What needs to be done: Reproduce each line exactly, including spacing and punctuation.

Record set:
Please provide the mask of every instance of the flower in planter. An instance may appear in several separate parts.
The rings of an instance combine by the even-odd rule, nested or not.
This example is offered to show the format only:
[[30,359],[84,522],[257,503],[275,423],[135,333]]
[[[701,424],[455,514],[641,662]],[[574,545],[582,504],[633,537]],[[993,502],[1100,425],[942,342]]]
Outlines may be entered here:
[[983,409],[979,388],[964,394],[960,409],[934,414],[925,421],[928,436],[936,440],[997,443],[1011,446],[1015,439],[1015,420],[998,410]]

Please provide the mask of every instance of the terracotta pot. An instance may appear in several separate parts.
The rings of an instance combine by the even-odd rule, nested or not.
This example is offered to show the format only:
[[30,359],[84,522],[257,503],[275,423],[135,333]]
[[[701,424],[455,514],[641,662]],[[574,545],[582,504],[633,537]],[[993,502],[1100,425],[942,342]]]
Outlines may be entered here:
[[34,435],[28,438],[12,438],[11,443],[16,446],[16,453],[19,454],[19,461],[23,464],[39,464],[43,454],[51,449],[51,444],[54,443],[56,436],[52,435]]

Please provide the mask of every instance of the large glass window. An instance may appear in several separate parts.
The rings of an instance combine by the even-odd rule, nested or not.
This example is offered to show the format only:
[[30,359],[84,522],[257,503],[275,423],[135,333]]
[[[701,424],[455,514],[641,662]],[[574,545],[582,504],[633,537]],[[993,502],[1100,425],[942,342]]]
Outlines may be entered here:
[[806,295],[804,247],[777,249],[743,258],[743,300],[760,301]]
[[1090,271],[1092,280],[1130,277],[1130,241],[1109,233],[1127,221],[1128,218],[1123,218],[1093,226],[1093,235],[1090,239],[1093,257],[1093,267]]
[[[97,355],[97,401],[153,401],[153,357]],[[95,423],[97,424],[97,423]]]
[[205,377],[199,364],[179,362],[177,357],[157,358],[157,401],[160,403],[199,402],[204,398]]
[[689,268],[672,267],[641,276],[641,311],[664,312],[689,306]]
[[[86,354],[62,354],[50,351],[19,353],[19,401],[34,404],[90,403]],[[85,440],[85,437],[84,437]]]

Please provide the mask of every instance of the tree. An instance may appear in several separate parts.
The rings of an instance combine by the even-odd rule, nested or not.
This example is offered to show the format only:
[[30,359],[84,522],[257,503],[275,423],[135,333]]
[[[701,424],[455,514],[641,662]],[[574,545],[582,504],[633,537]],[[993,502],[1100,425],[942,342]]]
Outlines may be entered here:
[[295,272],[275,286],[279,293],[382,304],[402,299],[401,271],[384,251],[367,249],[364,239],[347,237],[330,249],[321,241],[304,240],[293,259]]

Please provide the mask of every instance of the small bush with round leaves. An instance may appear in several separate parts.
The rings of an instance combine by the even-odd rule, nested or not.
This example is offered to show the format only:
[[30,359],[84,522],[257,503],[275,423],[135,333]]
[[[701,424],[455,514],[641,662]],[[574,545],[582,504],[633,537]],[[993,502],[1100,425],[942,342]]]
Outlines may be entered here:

Task response:
Please provide the mask of every instance of the flower in planter. An instance may appear in several separate parts.
The rings of an instance combine by the even-odd rule, nested or not.
This example is offered to show the format only:
[[30,359],[84,522],[257,503],[275,423],[135,333]]
[[[701,424],[455,514],[641,662]],[[574,545],[582,504],[633,537]],[[993,502],[1100,425],[942,342]]]
Outlines may be entered here:
[[983,409],[979,388],[964,394],[960,409],[934,414],[925,421],[928,436],[936,440],[997,443],[1011,446],[1015,439],[1015,420],[998,410]]

Please provide the mask of every instance of the terracotta pot. An instance may appear in several separate parts.
The rings of an instance combine by the even-odd rule, nested or not.
This example is offered to show the format only:
[[30,359],[84,522],[257,503],[275,423],[135,333]]
[[[701,424],[455,514],[641,662]],[[574,545],[582,504],[633,537]],[[993,502],[1100,425],[942,342]]]
Outlines may be entered here:
[[34,435],[28,438],[12,438],[11,443],[16,446],[16,453],[19,454],[19,461],[23,464],[39,464],[43,454],[51,449],[51,444],[54,443],[56,436],[52,435]]

Please provide the mask of every instance of the large glass window. An instance may appear in several separate parts.
The rings of an instance combine by the even-odd rule, nested or not.
This example is offered to show the format only:
[[30,359],[84,522],[257,503],[275,423],[135,333]]
[[[701,424],[455,514],[641,662]],[[574,545],[582,504],[633,537]],[[993,502],[1100,425],[942,342]]]
Outlines may be entered here:
[[806,295],[804,247],[777,249],[743,258],[743,300],[760,301]]
[[1090,271],[1092,280],[1130,277],[1130,241],[1109,233],[1127,221],[1128,218],[1123,218],[1093,226],[1093,235],[1090,239],[1093,257],[1093,267]]
[[[97,355],[97,401],[153,401],[153,357]],[[95,423],[97,424],[97,423]]]
[[205,377],[199,364],[179,362],[177,357],[157,358],[157,401],[160,403],[199,402],[204,398]]
[[689,268],[672,267],[641,276],[641,311],[664,312],[689,306]]
[[[86,354],[62,354],[50,351],[19,353],[19,401],[34,404],[90,403]],[[85,440],[85,437],[84,437]]]

Please provide the mask of every instance of the tree. An instance may appear in several separate parts.
The rings of an instance combine by the even-odd rule, nested or not.
This example is offered to show the format only:
[[30,359],[84,522],[257,503],[275,423],[135,333]]
[[[701,424],[455,514],[641,662]],[[574,545],[582,504],[633,537]],[[993,502],[1100,425],[942,342]]]
Outlines may be entered here:
[[295,272],[275,286],[279,293],[382,304],[402,299],[401,271],[384,251],[367,249],[364,239],[347,237],[330,249],[321,241],[304,240],[293,259]]

Please provide the mask of every instance of the small bush with round leaves. An instance may appear in several separate parts.
The rings of an instance combine by the even-odd rule, nested or not.
This example is offered to show the format only:
[[30,359],[84,522],[257,503],[275,423],[135,333]]
[[[701,424],[455,514],[641,662]],[[574,545],[582,504],[633,537]],[[993,502],[1100,425],[942,342]]]
Outlines may be entered here:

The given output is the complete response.